> WHAT TO WORK ON:
The range runs from the line containing "Could you please indicate the bare earth" to the last line of the entries. Copy that range exactly, omitting pictures.

> Dataset items:
□ □ □ □ □
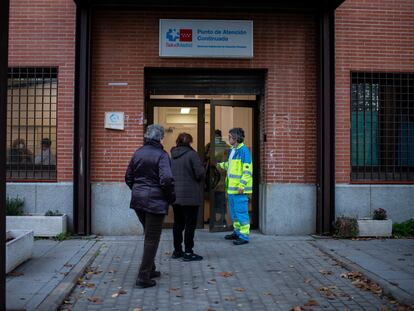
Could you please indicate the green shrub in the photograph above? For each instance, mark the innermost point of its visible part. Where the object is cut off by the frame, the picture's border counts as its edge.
(53, 213)
(346, 227)
(14, 206)
(380, 214)
(405, 228)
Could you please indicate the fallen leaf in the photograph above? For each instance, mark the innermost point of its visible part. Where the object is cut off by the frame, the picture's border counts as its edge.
(94, 299)
(325, 272)
(311, 302)
(226, 274)
(173, 289)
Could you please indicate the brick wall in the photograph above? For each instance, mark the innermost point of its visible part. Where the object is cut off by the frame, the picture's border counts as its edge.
(42, 33)
(125, 42)
(370, 36)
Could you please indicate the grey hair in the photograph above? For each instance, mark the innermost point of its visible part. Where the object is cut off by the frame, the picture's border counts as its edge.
(237, 133)
(154, 132)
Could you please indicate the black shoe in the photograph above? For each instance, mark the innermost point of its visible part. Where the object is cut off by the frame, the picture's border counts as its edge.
(240, 242)
(192, 257)
(155, 274)
(177, 255)
(232, 236)
(144, 284)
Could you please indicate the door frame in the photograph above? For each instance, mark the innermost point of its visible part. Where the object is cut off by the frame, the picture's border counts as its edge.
(150, 104)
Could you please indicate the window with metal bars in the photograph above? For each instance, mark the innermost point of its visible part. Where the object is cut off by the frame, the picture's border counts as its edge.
(382, 126)
(31, 123)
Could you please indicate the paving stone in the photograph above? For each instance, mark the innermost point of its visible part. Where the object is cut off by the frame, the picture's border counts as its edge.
(268, 274)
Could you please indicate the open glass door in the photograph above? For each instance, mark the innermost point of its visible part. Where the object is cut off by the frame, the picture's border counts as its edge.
(226, 115)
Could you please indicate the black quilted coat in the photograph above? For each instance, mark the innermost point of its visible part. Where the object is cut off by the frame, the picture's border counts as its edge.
(188, 172)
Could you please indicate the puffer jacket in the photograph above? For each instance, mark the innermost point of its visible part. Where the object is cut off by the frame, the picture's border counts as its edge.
(150, 178)
(188, 172)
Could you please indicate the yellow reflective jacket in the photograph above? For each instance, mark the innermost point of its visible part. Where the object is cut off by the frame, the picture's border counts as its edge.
(240, 172)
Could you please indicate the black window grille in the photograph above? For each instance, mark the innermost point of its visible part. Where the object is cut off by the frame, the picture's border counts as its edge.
(382, 126)
(31, 123)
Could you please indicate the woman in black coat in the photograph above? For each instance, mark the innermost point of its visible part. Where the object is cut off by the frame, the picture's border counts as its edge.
(188, 172)
(150, 178)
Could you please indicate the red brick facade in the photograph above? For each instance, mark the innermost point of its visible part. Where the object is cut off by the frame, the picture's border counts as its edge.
(125, 42)
(370, 36)
(42, 33)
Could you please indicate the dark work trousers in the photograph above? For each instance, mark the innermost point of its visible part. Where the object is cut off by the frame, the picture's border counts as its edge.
(185, 218)
(152, 224)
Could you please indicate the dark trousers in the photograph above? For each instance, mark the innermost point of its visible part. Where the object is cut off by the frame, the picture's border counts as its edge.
(185, 218)
(152, 224)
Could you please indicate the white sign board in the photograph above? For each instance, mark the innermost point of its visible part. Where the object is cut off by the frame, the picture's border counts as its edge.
(114, 120)
(206, 38)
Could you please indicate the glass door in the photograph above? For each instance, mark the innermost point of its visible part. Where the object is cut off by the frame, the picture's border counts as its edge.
(224, 116)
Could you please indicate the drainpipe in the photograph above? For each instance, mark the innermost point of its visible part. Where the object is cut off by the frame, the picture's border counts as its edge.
(81, 155)
(325, 213)
(4, 45)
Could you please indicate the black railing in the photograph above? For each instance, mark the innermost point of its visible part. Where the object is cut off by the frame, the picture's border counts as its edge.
(31, 123)
(382, 126)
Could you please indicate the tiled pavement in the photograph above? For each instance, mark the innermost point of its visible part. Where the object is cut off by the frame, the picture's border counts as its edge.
(270, 273)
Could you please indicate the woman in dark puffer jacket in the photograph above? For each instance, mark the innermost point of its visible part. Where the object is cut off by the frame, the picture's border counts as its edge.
(150, 179)
(188, 172)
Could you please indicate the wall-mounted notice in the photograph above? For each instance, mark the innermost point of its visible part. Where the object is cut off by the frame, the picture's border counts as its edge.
(206, 38)
(114, 120)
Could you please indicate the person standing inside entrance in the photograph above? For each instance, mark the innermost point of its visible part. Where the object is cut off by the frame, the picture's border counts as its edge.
(150, 178)
(239, 184)
(188, 172)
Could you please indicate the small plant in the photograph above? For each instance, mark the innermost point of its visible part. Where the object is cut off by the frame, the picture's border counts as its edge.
(380, 214)
(14, 206)
(62, 236)
(405, 228)
(346, 227)
(53, 213)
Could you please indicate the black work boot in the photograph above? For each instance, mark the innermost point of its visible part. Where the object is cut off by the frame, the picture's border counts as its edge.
(177, 255)
(192, 257)
(155, 274)
(145, 283)
(232, 236)
(240, 242)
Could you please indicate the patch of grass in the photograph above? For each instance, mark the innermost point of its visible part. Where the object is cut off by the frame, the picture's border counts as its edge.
(14, 206)
(403, 229)
(346, 227)
(53, 213)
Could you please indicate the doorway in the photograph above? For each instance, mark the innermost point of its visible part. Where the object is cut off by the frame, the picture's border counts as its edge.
(208, 119)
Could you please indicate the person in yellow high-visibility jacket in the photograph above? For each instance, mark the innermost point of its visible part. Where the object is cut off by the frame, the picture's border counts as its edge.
(239, 183)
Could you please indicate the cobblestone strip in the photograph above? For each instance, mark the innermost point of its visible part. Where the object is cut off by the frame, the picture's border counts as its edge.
(266, 274)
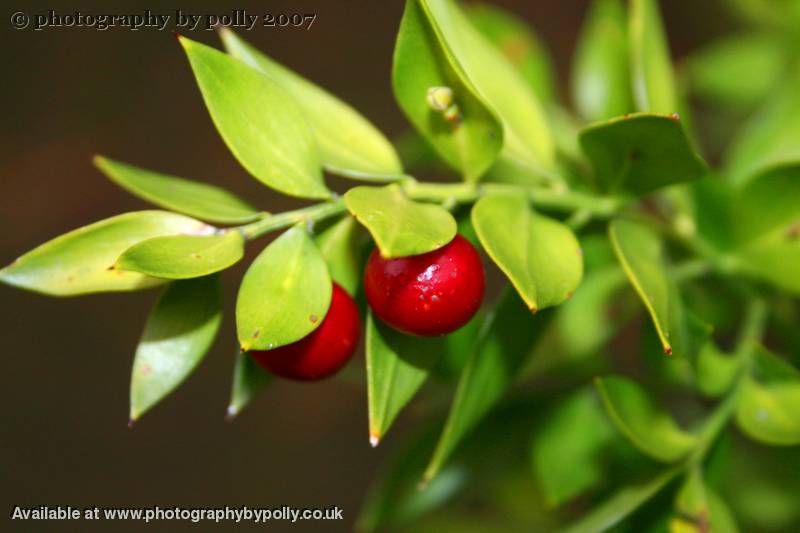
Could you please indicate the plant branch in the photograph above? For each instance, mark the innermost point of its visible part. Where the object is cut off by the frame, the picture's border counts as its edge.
(313, 213)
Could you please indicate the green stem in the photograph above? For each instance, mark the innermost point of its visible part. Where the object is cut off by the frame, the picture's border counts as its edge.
(751, 332)
(558, 200)
(313, 213)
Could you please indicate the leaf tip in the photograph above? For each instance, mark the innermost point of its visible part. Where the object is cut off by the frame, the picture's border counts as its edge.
(374, 438)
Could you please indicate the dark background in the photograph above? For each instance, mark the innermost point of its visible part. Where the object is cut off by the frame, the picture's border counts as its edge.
(69, 93)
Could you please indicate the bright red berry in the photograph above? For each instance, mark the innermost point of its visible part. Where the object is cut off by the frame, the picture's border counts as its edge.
(323, 351)
(429, 294)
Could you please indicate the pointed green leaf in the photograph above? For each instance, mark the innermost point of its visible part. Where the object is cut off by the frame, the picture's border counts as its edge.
(698, 502)
(249, 379)
(769, 401)
(769, 204)
(285, 293)
(590, 318)
(526, 135)
(471, 137)
(767, 220)
(520, 45)
(342, 246)
(622, 503)
(179, 331)
(648, 427)
(348, 143)
(601, 82)
(540, 255)
(196, 199)
(183, 256)
(397, 366)
(507, 338)
(260, 122)
(653, 79)
(768, 138)
(640, 254)
(395, 499)
(640, 153)
(716, 371)
(79, 262)
(400, 226)
(567, 447)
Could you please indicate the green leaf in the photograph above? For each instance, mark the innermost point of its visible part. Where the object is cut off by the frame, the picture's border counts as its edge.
(397, 366)
(640, 153)
(567, 447)
(769, 204)
(400, 226)
(507, 338)
(342, 247)
(540, 255)
(195, 199)
(622, 503)
(648, 427)
(651, 65)
(261, 123)
(769, 401)
(768, 220)
(395, 499)
(79, 262)
(589, 319)
(526, 136)
(179, 331)
(716, 371)
(601, 81)
(520, 45)
(348, 143)
(768, 138)
(715, 71)
(471, 141)
(249, 379)
(640, 254)
(285, 293)
(697, 501)
(183, 256)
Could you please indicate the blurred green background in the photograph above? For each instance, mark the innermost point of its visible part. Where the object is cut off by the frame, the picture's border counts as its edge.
(69, 93)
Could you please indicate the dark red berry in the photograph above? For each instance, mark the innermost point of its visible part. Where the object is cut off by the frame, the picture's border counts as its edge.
(323, 351)
(428, 294)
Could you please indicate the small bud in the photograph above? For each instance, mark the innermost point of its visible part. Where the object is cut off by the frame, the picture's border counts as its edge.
(440, 98)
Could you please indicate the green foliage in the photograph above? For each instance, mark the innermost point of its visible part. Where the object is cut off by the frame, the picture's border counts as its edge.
(284, 294)
(646, 426)
(198, 200)
(261, 123)
(400, 226)
(708, 255)
(179, 331)
(81, 261)
(348, 143)
(540, 256)
(640, 153)
(397, 366)
(249, 380)
(601, 87)
(472, 137)
(183, 256)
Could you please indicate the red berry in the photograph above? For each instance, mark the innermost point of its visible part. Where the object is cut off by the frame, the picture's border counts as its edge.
(429, 294)
(323, 351)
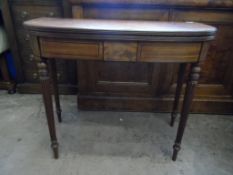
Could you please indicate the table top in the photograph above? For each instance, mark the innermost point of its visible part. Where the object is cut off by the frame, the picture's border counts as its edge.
(154, 28)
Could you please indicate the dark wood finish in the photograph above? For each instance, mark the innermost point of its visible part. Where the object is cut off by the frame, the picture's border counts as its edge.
(189, 93)
(194, 3)
(71, 48)
(214, 93)
(53, 78)
(44, 30)
(10, 29)
(5, 80)
(180, 80)
(178, 52)
(47, 97)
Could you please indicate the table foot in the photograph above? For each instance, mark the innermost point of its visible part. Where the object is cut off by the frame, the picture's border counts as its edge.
(176, 149)
(59, 115)
(173, 118)
(54, 146)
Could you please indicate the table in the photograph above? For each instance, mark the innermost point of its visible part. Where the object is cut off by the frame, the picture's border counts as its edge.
(185, 43)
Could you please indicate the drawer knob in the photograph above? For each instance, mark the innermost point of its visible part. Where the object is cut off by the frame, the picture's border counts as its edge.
(35, 76)
(27, 37)
(51, 14)
(24, 14)
(58, 76)
(31, 57)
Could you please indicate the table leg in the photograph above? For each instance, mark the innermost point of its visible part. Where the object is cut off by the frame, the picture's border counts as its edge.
(53, 78)
(48, 103)
(189, 92)
(179, 85)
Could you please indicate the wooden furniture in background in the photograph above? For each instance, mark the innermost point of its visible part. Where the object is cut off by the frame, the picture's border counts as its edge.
(120, 41)
(136, 85)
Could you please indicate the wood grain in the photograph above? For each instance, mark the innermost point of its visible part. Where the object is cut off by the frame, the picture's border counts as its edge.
(120, 51)
(56, 48)
(169, 52)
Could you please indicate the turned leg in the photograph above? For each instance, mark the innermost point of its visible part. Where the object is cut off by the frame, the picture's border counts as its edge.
(179, 85)
(48, 103)
(189, 92)
(53, 77)
(10, 85)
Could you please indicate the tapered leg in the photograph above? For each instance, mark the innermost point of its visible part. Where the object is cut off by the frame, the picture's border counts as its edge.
(192, 81)
(53, 78)
(179, 85)
(48, 103)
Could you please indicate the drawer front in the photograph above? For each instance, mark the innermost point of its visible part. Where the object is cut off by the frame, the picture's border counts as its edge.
(58, 48)
(202, 16)
(168, 52)
(22, 13)
(120, 51)
(33, 76)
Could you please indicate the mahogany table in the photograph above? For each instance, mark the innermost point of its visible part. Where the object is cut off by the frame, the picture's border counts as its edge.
(185, 43)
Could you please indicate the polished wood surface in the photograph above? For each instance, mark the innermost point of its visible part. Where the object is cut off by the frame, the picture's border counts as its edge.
(166, 46)
(195, 3)
(111, 84)
(121, 27)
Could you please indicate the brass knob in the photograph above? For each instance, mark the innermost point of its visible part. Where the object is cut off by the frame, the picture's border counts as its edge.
(35, 76)
(58, 76)
(24, 14)
(31, 57)
(51, 14)
(27, 37)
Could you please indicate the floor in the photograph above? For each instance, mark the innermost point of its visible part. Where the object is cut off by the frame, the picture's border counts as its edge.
(109, 143)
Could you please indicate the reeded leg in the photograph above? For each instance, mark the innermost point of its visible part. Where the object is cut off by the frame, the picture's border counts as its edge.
(53, 77)
(192, 82)
(179, 85)
(48, 103)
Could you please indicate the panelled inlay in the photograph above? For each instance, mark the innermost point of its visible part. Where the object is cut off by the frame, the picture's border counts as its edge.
(120, 51)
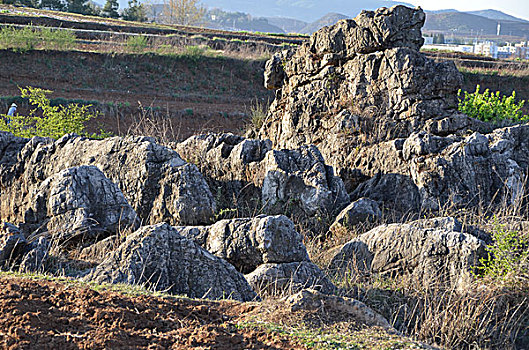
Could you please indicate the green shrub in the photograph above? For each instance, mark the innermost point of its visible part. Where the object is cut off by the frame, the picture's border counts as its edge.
(47, 120)
(508, 256)
(491, 107)
(137, 43)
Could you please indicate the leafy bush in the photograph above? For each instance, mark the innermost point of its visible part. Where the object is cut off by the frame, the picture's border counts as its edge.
(30, 38)
(47, 120)
(508, 256)
(491, 107)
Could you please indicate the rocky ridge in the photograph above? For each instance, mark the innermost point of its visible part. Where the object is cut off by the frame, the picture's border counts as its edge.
(360, 114)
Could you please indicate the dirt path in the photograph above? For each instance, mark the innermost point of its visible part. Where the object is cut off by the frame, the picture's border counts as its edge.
(47, 315)
(203, 94)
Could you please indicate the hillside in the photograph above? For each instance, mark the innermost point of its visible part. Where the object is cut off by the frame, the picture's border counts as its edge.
(496, 15)
(466, 23)
(327, 20)
(305, 10)
(360, 209)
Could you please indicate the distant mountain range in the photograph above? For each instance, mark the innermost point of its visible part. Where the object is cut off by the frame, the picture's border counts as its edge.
(495, 14)
(307, 16)
(304, 10)
(462, 23)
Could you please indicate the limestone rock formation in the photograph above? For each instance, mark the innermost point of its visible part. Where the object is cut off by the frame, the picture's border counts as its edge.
(372, 63)
(432, 251)
(159, 257)
(36, 257)
(97, 252)
(249, 174)
(312, 300)
(359, 211)
(249, 243)
(379, 110)
(274, 279)
(157, 183)
(77, 204)
(12, 244)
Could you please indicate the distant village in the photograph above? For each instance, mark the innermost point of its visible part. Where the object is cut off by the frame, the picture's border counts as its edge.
(489, 48)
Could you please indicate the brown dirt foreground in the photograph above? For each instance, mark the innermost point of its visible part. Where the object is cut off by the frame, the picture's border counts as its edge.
(41, 314)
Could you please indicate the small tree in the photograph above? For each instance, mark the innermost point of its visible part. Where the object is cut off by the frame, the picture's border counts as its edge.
(111, 9)
(47, 120)
(184, 12)
(135, 12)
(57, 5)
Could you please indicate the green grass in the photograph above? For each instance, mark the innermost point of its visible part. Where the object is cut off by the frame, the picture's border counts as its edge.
(31, 38)
(314, 338)
(125, 289)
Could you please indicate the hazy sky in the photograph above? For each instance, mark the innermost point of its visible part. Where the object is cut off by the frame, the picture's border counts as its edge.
(518, 8)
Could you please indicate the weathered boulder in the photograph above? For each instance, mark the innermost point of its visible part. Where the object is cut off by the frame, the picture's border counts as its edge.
(359, 211)
(378, 109)
(312, 300)
(159, 257)
(431, 251)
(393, 191)
(158, 184)
(277, 279)
(249, 243)
(471, 171)
(371, 62)
(36, 257)
(12, 244)
(99, 251)
(77, 204)
(247, 173)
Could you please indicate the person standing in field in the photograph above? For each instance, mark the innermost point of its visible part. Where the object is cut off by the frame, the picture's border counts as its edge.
(12, 110)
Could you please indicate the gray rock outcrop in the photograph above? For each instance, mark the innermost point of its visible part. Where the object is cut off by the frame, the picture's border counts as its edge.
(431, 251)
(247, 173)
(278, 279)
(157, 183)
(249, 243)
(359, 211)
(312, 300)
(77, 204)
(12, 244)
(371, 62)
(159, 257)
(379, 110)
(36, 257)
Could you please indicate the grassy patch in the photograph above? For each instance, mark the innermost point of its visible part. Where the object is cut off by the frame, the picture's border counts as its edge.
(31, 38)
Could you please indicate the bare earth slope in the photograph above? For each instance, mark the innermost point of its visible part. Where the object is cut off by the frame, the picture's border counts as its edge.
(48, 315)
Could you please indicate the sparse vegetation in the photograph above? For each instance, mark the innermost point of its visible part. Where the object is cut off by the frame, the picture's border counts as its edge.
(30, 38)
(137, 43)
(491, 107)
(47, 120)
(508, 257)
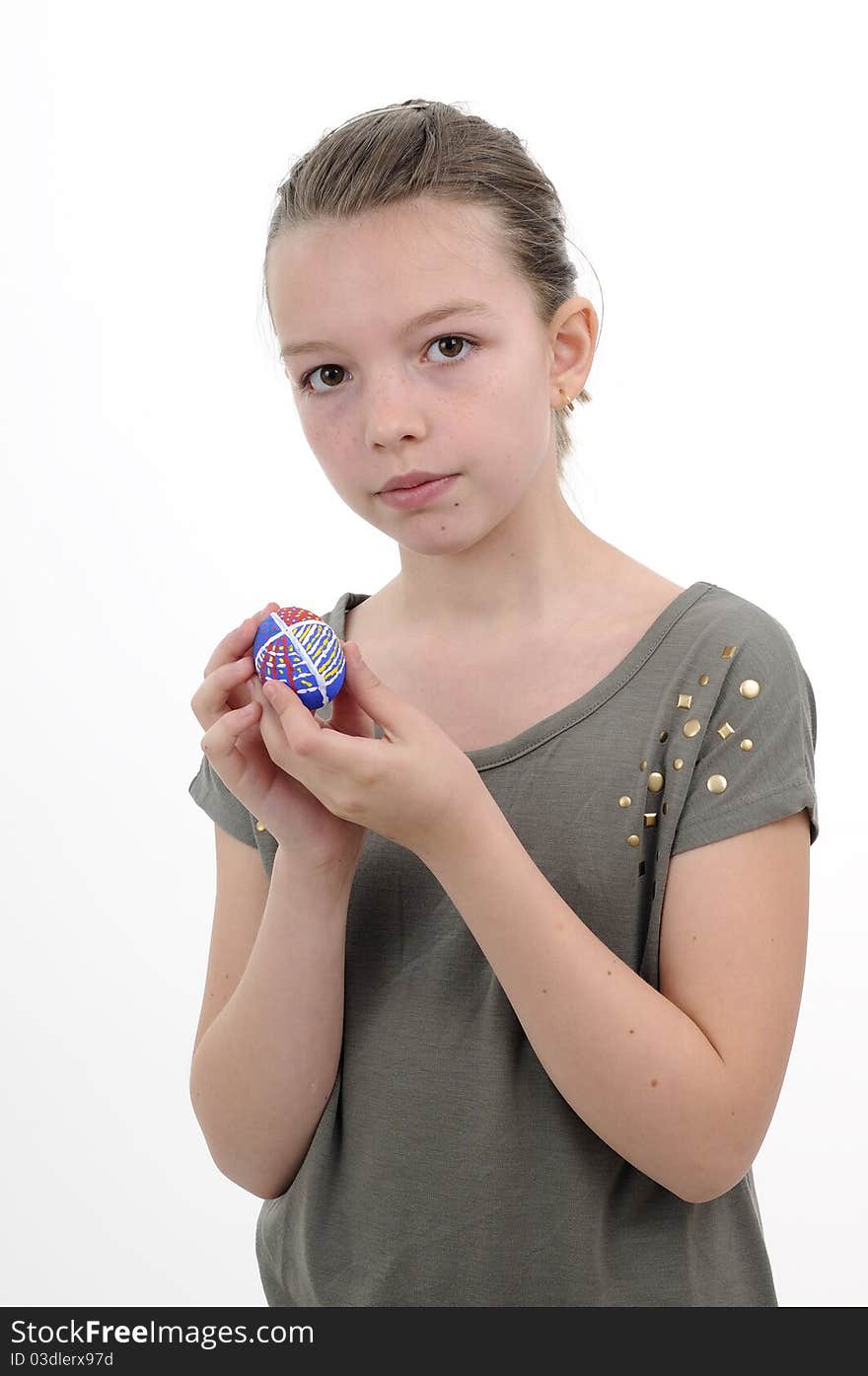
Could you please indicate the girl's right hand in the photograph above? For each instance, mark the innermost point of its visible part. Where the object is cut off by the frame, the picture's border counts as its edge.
(229, 704)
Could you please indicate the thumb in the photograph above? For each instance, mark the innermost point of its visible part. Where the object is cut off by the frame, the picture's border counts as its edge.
(372, 693)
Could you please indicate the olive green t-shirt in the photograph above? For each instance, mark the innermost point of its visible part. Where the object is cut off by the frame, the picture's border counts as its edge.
(446, 1167)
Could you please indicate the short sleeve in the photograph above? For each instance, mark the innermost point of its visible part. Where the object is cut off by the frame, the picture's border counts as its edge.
(756, 762)
(220, 804)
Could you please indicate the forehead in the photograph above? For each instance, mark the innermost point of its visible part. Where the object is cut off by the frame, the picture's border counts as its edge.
(397, 260)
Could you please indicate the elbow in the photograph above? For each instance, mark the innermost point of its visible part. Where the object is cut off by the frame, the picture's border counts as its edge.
(715, 1178)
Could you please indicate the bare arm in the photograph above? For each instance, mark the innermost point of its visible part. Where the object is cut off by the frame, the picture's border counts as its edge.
□ □ □ □ □
> TASK RESULT:
Could you please indicate the bare earth slope in the photograph above? For each instance, mark the innermost point of its visible part. Where the object is cut off by the frame, the picture's border counts as its edge.
(48, 315)
Could you please indicate the sparse vegetation in the photograph above? For each instance, mark the innermost point of its visible part. Where the object is cut off by the frame, the picture's border counts as its edge.
(30, 38)
(137, 43)
(491, 107)
(47, 120)
(508, 257)
Could you please indicate the girl's right hand in the photograph above? For each instance, mark the innermost point of its visible part. Where the object is cut off by the frame, the picture's border counts as its edge.
(229, 704)
Could you please indicate the thumb in the photograph above? For each instance, mark the innermost point of its visible part. Where the object is cut off by the frame, the picture's border counts as its edge.
(372, 693)
Could you please indicate the olive green t-shirt in the photograph above? For each instance, mark the innermost point of its visible part. Where the object is cut off by the frame, the picture's border counts as its edge.
(446, 1167)
Could you please indicate the short sleeve in the photograph above? For each instance, mark the innermost point of its visible part. Where the object is cut off by the frame, the picture's border counts as its edge.
(756, 762)
(220, 804)
Could you please indicate the forehead in the photograph above? For each instance, mark the innermost point of its visible part. Where the object is cut off by the frame, the picture's border counts as its edge.
(397, 260)
Could you please indicate the elbow in the photograph above? For each instance, mark the innermost point of its visible part. Where the object is cut off by the frame, the picture's border counts as its edge.
(715, 1178)
Could you please indicate the bare arm in the photograph above? For each instance, mark the innermost point of its visible part. Where the object is cut off by the frame, the picture's border counts as its edge.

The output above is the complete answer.